§ WHAT TO DO
Write out the entries below once more, exactly.

§ RECORDED INFORMATION
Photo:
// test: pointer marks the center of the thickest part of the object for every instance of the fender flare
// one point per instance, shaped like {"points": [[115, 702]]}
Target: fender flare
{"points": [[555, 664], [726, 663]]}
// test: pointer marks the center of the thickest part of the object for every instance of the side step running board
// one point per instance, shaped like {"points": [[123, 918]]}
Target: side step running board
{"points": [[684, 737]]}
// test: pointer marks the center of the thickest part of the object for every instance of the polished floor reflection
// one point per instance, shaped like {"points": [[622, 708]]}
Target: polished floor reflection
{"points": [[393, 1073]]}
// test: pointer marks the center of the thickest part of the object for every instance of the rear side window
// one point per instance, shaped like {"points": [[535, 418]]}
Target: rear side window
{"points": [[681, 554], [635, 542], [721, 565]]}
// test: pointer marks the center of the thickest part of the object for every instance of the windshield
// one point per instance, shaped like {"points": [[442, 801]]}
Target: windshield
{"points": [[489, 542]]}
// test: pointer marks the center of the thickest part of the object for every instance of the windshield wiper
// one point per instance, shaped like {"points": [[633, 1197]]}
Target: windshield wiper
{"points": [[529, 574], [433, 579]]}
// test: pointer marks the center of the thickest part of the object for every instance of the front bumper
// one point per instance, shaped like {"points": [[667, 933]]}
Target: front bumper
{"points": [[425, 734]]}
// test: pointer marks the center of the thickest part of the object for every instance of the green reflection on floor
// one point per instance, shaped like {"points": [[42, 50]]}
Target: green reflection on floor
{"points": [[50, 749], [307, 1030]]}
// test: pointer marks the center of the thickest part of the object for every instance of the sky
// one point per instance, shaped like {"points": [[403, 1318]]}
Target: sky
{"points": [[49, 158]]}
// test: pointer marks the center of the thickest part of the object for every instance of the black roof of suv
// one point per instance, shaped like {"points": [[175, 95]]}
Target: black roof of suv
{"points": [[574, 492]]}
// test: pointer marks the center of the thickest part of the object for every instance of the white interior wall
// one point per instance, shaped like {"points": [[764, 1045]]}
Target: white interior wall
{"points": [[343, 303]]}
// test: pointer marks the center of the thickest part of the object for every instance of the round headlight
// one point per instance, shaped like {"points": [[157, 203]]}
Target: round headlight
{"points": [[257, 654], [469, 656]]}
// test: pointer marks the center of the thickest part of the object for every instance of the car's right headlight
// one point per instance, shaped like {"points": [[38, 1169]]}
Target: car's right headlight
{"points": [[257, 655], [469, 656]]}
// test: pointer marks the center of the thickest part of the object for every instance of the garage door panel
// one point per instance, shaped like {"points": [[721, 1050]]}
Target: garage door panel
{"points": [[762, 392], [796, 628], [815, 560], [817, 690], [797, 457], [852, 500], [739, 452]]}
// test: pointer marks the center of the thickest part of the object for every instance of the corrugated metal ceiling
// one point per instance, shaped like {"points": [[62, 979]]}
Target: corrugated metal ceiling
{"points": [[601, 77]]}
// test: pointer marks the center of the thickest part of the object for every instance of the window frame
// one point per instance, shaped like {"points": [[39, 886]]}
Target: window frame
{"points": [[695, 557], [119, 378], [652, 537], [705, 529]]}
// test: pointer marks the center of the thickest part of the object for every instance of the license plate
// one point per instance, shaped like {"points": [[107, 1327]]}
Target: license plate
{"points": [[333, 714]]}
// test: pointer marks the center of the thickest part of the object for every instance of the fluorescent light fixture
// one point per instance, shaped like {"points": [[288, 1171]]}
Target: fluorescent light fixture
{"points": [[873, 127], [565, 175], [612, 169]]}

§ EXPECTED ANSWER
Photo:
// test: pointer marks the center of the thickest part of the object for every instance of the fender flare
// one point per instance, shaped like {"points": [[115, 702]]}
Target: fender flare
{"points": [[555, 664], [726, 663]]}
// test: pointer marks the center of the thickest part of the object for every instance of the side step running board
// one point per instance, shaped like {"points": [[123, 918]]}
Target: side step running board
{"points": [[684, 737]]}
// test: pointer marks the center of the thickest part of the object for every instance of the polished floor reflection
// one point per instance, shaped like {"points": [[622, 708]]}
Target: polished floor reflection
{"points": [[393, 1073]]}
// test: pointer marks the center of the thickest part of the object for every instance of the rear side window
// one point per instance, shaped like {"points": [[535, 418]]}
Target: rear side window
{"points": [[681, 554], [635, 542], [721, 565]]}
// test: pointer marks the center of the thickest part of the object for every instance of the windshield
// one point per instance, shaped like {"points": [[442, 801]]}
Target: windshield
{"points": [[489, 542]]}
// test: pointer marks the center of the thickest part of the object for every instance of the windshield wiper
// one point per instance, shaped like {"points": [[633, 1197]]}
Target: windshield wiper
{"points": [[529, 574], [433, 579]]}
// test: pointer marks the center of the thickest part of the object for every instance of the front bumper
// one point per instance, shaped like {"points": [[667, 933]]}
Target: front bumper
{"points": [[425, 734]]}
// test: pointer marks the center of the thickest part of the object for every instance of the green reflection on floor
// one point per instance, shaped like {"points": [[42, 50]]}
Target: green reflection on floor
{"points": [[50, 749], [307, 1030]]}
// test: pointer marks the center of the thickest part of the object for every instance of the sky
// one point per instance, shaped like {"points": [[403, 1318]]}
Target: sky
{"points": [[49, 158]]}
// test: pointer marks the center of the thickest part of the object for every instance of the black roof of suv
// one point per instance, shaped like {"points": [[175, 95]]}
Target: black roof of suv
{"points": [[574, 492]]}
// test: pointer marks the center of the thickest part of the object for every instance of the white interior wall
// one point per instance, shaped like {"points": [[764, 1045]]}
Target: white interior wall
{"points": [[343, 303]]}
// test: pointer marks the center of the thickest part of the object for every instance of the round headlight
// one point per instance, shaped like {"points": [[157, 203]]}
Target: round headlight
{"points": [[257, 654], [469, 656]]}
// test: pointer marks the center of the thickest part of the object for every instance of the car's right headlight
// one point per instance, shaped like {"points": [[38, 1169]]}
Target: car's right headlight
{"points": [[257, 655], [469, 656]]}
// test: pointer marks the center of the thickest part of the object for every instance of the garage door panel
// one point per instance, shaped like {"points": [[721, 1050]]}
Target: garage door panel
{"points": [[762, 392], [796, 628], [815, 560], [817, 690], [797, 457], [852, 500], [739, 452]]}
// test: pointer marks the center of the thickest part of the object for every instance of the corrugated metal ceiling
// one point per instance, shaped like {"points": [[62, 979]]}
Target: corrugated metal ceiling
{"points": [[601, 77]]}
// test: pointer marks the center of the thickest part of the object for every instance of the window frame
// one point per instance, shaped like {"points": [[39, 886]]}
Target: window frame
{"points": [[695, 557], [119, 378], [652, 537], [705, 529]]}
// test: pointer marks the center of the thickest part of the object for every instance of the license plate
// one point per instance, shaped like {"points": [[107, 1327]]}
Target: license plate
{"points": [[333, 714]]}
// test: pointer marks the center of the thickest part of the object for every instance of the fluorescent light fixture
// one point per instance, shaped like {"points": [[288, 1171]]}
Target: fluorescent light fixture
{"points": [[873, 127], [565, 175], [612, 169]]}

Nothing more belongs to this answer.